RECORDS

* * * *

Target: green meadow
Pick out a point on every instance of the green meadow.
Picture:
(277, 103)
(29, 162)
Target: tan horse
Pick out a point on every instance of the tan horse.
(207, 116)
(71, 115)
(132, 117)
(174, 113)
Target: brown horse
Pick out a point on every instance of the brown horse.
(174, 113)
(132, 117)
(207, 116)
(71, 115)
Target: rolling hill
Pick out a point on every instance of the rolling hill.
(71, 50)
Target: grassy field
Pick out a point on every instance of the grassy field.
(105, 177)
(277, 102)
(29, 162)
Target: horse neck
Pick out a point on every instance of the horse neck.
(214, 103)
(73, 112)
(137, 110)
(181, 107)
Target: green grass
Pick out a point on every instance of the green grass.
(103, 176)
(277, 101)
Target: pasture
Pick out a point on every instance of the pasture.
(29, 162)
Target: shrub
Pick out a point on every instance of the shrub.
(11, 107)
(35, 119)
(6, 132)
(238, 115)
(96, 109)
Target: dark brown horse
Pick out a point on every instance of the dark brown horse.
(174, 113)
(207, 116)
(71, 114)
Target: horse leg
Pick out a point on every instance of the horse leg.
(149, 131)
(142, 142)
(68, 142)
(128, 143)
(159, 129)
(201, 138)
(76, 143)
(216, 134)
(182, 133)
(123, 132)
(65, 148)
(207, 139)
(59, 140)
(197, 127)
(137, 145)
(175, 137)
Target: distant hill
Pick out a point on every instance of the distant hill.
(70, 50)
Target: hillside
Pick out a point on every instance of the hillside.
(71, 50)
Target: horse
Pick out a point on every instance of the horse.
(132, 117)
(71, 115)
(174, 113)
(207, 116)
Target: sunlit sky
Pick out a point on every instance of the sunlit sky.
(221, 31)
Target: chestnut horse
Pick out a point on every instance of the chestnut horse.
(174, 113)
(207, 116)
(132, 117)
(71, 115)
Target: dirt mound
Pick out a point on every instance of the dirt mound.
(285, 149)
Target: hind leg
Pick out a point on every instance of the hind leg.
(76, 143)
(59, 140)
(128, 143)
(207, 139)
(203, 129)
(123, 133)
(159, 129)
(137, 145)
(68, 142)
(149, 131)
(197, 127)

* * * *

AIM OF THE EXERCISE
Taking the listing above as the source, transcribe only the lines starting at the line with "Pick out a point on every instance of the chestnut" and going through the line with "Target: hind leg", unaltered and with both ends included.

ANSWER TO THIS TASK
Pick out a point on every instance of the chestnut horse.
(174, 113)
(207, 116)
(132, 117)
(71, 115)
Target: dirt mound
Pick out a point on every instance of the dirt mound.
(285, 149)
Target: hind leg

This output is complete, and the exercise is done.